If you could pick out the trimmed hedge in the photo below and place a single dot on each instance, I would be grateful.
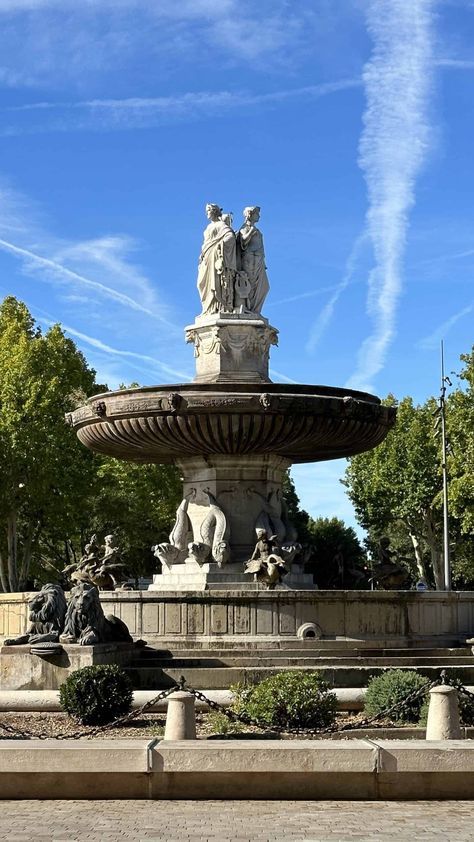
(97, 695)
(393, 687)
(296, 699)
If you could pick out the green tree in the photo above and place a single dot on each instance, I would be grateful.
(338, 559)
(400, 482)
(460, 422)
(44, 476)
(297, 516)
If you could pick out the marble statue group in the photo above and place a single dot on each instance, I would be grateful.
(232, 275)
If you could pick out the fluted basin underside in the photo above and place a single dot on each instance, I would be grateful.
(162, 423)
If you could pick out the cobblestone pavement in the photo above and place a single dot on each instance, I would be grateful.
(236, 821)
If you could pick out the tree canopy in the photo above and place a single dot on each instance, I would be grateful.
(396, 489)
(54, 493)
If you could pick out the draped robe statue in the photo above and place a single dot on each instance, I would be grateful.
(251, 259)
(217, 264)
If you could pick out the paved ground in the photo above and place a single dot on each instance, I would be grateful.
(236, 821)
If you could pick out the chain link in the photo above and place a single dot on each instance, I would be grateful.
(277, 729)
(233, 716)
(91, 732)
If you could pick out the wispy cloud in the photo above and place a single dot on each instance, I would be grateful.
(432, 341)
(145, 112)
(60, 42)
(33, 261)
(86, 272)
(393, 148)
(280, 376)
(456, 63)
(116, 352)
(302, 295)
(327, 312)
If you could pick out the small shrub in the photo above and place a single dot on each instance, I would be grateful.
(391, 688)
(96, 695)
(221, 724)
(296, 699)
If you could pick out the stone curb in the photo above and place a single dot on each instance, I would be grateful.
(365, 769)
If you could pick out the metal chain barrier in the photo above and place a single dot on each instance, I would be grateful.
(91, 732)
(233, 716)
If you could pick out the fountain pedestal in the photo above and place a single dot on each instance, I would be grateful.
(231, 347)
(232, 432)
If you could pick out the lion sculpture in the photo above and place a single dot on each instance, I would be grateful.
(47, 612)
(86, 622)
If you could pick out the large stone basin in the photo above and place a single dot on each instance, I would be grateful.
(299, 423)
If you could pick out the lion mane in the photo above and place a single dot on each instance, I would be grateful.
(47, 612)
(86, 622)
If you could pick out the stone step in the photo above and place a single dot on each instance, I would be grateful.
(222, 677)
(202, 654)
(234, 643)
(283, 663)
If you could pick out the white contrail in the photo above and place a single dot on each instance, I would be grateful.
(429, 343)
(393, 147)
(57, 269)
(326, 313)
(143, 112)
(284, 377)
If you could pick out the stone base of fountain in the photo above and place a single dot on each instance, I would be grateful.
(191, 576)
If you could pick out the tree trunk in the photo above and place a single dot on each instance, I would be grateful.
(26, 558)
(12, 539)
(420, 562)
(435, 550)
(3, 574)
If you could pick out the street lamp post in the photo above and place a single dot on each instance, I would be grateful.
(444, 464)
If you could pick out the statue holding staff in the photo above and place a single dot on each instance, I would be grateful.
(217, 263)
(251, 258)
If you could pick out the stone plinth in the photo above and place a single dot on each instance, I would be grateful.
(20, 670)
(232, 347)
(241, 485)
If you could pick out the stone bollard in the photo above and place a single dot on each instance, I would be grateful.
(180, 717)
(443, 714)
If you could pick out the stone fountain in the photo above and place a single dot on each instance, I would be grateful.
(232, 432)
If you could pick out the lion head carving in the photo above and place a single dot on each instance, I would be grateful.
(47, 612)
(86, 622)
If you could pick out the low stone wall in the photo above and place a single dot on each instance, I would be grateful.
(276, 614)
(240, 769)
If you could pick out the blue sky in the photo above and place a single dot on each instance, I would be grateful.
(350, 122)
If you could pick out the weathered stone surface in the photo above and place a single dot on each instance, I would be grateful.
(443, 714)
(362, 618)
(180, 717)
(300, 423)
(231, 348)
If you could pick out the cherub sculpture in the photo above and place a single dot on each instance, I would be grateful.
(266, 563)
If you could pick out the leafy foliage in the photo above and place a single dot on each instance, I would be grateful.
(138, 503)
(96, 695)
(393, 687)
(400, 483)
(338, 559)
(296, 699)
(44, 476)
(298, 517)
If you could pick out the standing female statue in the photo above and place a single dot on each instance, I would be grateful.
(217, 264)
(252, 259)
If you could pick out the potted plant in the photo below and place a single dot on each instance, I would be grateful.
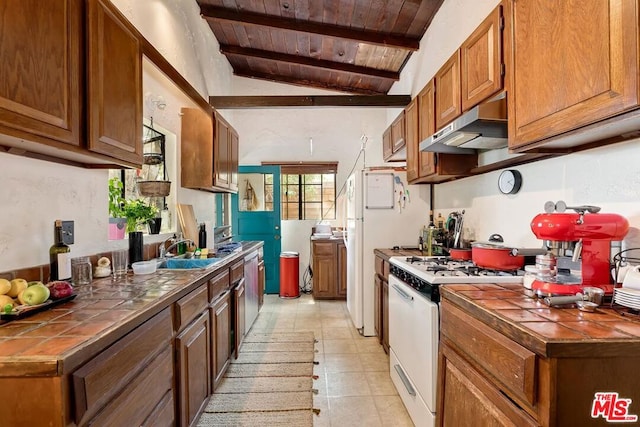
(117, 219)
(138, 212)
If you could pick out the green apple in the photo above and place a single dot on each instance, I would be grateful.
(17, 286)
(36, 294)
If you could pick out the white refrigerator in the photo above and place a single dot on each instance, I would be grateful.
(382, 211)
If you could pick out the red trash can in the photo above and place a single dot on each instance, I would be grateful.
(289, 275)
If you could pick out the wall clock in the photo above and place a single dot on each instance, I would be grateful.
(509, 181)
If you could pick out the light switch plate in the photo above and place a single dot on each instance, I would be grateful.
(67, 232)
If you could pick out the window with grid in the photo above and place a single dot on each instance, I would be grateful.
(308, 190)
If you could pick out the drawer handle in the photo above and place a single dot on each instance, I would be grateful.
(402, 293)
(404, 380)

• • • • •

§ TASK TO CARRY OUT: Reproduce the part of the records that opens with the line containing "If you could pick out the red" and continues through the end of the records, replacing "drawer handle" with "cabinet pull" and leaving everything else unchanged.

§ WRITTEN RESPONSE:
If you could pick out the red trash can in the photo above and place a single dot on each instance, I would be grateful.
(289, 275)
If you could pick out the wall clock in the photo above and place a single dot on each instance, I would be grateful.
(509, 181)
If you could pick out the light switch plate in the photo above and place a single dot on each instance, I would be grateful.
(67, 232)
If you could pick out the window with grid in the photo above and place a single dot on each instance, I would be grateful.
(308, 190)
If you could pick out the cabinet pull in the photo above and place a single dot on each instance, I would be grateful.
(402, 293)
(404, 380)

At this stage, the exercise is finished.